Study material section start
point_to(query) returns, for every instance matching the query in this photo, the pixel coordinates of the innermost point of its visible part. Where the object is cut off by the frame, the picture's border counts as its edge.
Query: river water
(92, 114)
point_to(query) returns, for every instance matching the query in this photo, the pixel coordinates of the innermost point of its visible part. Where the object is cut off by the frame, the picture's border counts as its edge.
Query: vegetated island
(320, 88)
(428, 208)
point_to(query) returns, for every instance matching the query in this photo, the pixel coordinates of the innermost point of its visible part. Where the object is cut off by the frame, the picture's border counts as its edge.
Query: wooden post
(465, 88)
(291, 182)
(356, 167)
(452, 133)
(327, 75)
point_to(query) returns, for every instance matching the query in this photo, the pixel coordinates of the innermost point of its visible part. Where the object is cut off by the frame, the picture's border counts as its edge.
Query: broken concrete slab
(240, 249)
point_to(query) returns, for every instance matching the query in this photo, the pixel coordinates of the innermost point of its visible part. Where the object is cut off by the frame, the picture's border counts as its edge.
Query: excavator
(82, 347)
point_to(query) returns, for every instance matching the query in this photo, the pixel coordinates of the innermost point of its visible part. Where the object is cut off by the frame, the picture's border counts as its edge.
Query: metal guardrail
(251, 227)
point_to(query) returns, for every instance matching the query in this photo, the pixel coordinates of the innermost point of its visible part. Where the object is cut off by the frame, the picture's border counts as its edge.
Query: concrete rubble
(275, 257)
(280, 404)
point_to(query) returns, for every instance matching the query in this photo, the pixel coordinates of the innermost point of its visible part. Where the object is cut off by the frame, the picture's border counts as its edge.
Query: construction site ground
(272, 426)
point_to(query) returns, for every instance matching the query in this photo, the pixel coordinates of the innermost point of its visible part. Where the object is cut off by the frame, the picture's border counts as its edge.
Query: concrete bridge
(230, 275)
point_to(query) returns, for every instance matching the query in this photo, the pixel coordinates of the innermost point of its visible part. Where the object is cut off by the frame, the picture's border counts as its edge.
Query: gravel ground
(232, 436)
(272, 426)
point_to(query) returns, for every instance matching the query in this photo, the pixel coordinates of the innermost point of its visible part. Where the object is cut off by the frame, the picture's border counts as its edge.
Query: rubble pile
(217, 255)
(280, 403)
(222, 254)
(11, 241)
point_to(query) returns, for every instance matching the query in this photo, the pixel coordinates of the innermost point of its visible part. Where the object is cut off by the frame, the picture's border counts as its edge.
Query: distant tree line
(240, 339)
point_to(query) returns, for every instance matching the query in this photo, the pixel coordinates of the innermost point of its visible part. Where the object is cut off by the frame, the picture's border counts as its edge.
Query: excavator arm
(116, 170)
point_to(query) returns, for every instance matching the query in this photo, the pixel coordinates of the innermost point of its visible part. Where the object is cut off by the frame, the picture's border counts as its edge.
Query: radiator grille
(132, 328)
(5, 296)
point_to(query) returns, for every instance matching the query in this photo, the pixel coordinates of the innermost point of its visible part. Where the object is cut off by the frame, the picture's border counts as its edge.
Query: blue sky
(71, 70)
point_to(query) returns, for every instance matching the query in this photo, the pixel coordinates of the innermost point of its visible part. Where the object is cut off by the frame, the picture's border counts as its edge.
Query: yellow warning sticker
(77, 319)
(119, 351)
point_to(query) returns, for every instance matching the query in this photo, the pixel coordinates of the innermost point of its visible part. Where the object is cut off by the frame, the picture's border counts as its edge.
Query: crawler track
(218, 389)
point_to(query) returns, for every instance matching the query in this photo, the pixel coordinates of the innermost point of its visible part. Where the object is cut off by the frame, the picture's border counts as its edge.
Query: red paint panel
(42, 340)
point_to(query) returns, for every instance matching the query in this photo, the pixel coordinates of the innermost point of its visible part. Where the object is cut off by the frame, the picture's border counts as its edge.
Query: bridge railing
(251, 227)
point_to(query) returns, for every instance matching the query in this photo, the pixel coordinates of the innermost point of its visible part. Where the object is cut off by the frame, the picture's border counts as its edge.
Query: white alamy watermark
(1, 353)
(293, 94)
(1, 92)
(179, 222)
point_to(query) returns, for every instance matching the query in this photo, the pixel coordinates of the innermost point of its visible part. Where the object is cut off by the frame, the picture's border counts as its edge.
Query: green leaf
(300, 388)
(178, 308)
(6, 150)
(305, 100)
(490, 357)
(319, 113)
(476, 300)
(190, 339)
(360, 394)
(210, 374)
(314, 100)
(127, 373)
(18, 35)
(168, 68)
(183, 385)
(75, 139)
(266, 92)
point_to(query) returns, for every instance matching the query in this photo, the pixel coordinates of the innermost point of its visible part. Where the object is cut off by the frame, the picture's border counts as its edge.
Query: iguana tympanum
Study material section end
Assignment: The whole listing above should be copied out exactly.

Completed exercise:
point_to(query) returns, for every instance matching the query in this photo, the pixel coordinates of the innermost point of its visible part. Where the object is cut off by the frame, the picture's border counts as its edge.
Query: river water
(92, 114)
point_to(query) returns, for every instance matching the query in this photo, the pixel coordinates of the innermost point of its visible part. Where the object is cut off by the frame, the picture's border counts as its edge.
Query: vegetated island
(320, 88)
(428, 208)
point_to(query) returns, for every instance matching the query in this photo, the pixel coordinates of the innermost point of its visible part. Where the object is cut off by the frame, the picture's border counts as its edge.
Query: wooden post
(465, 88)
(291, 182)
(356, 167)
(452, 133)
(327, 75)
point_to(query) returns, for every instance matching the query in this photo, the pixel coordinates of the innermost point of its visible part. Where the object is cut off by the frame, the picture's border counts as its edge.
Query: broken concrete slab
(240, 249)
point_to(query) returns, for every instance matching the query in this photo, the pixel coordinates of the innermost point of its visible part. Where the object is cut off by the frame, the picture's border counts as its edge.
Query: excavator
(82, 347)
point_to(query) returns, for every instance matching the query in this photo, the pixel coordinates of the innermost point of its visible part. Where the object is cut off by the frame, the picture's border counts as its edge.
Query: metal guardrail
(251, 227)
point_to(query) returns, for every instance matching the query in this photo, the pixel coordinates of the innermost point of its visible part. Where the object is cut off by the frame, the picture's border counts as its edge.
Query: concrete rubble
(275, 257)
(280, 404)
point_to(query) returns, for every instance matching the query in this photo, the pixel coordinates of the innermost point of its visible part. Where the object is cut off by the frame, the picture's border counts as its edge.
Query: construction site ground
(272, 426)
point_to(query) returns, for every instance matching the query in this photo, the pixel coordinates of the innermost point of its visible part. Where the object is cut off by the frame, the picture's border counts as its edge.
Query: concrete bridge
(230, 275)
point_to(query) returns, for every instance matching the query in this photo, the pixel coordinates of the innermost point of its visible part. Where the object is cut off by the frame, the picture's border counts as its edge.
Query: gravel ground
(232, 436)
(272, 426)
point_to(query) returns, for every instance matching the query in this photo, the pixel coordinates of the innermost point of its visible part. Where the object is cut off by the frame, the picture's border counts as its edge.
Query: rubble pile
(217, 255)
(280, 403)
(222, 254)
(11, 241)
point_to(query) returns, for every instance matching the query in this photo, the pixel coordinates of the innermost point of its visible part. Where the object is cut off by the frame, the picture's border counts as its edge.
Query: distant tree line
(240, 339)
point_to(query) returns, for every instance matching the query in this photo, the pixel coordinates of the innermost point of its visible part. Where the object is cut off by the frame, the picture's border counts as its edge.
Query: excavator arm
(116, 170)
point_to(query) returns, for every instance matching the query in this photo, the pixel coordinates of the innermost point of its visible part. Where the object is cut off by the frame, the picture's border counts as its edge.
Query: radiator grille
(132, 328)
(5, 296)
point_to(query) returns, for every instance matching the query in this photo, the pixel coordinates of the innermost point of its visible part. Where the object is cut off by the frame, the picture's border counts as its edge.
Query: blue sky
(71, 70)
point_to(query) returns, for every instance matching the query in this photo, the pixel coordinates of the innermost point of its visible part. Where the object is cut off by the frame, the picture's border counts as its edge.
Query: yellow warning sticker
(77, 319)
(119, 351)
point_to(query) returns, for every instance matching the query in this photo, the pixel coordinates of the innermost point of its visible part. Where the object is cut off by the frame, the picture's border counts as its edge.
Query: crawler track
(218, 389)
point_to(query) returns, for every instance matching the query in this photo, the pixel coordinates of the innermost point of its visible part. Where the object is cut off by the frame, the picture's border counts as its edge.
Query: red paint panel
(42, 340)
point_to(query) returns, for every instance matching the query in this photo, the pixel coordinates of the innermost point of its visible part. Where the object is cut off by the frame, the picture's border counts as its edge.
Query: bridge railing
(251, 227)
point_to(query) returns, for every instance matching the query in this photo, the pixel coordinates of the innermost point of its visible part. Where the object is cut off by the frame, the picture's border counts as its edge.
Query: white alamy watermark
(1, 353)
(293, 94)
(1, 92)
(179, 222)
point_to(query) returns, for every instance matching the query in this photo, the pixel coordinates of the innermost point of its visible part. Where the object is cut off by the frame, the picture's border counts as its edge.
Query: green leaf
(300, 388)
(178, 308)
(6, 150)
(305, 100)
(490, 357)
(319, 113)
(476, 300)
(190, 339)
(360, 394)
(210, 374)
(314, 100)
(127, 373)
(18, 35)
(168, 68)
(183, 385)
(75, 139)
(266, 92)
point_to(query) returns, for every instance matching the query in this photo, the pixel coordinates of the innermost point of its visible part. Where the object is cut off by the frame, the picture's border counts as its edge.
Query: iguana tympanum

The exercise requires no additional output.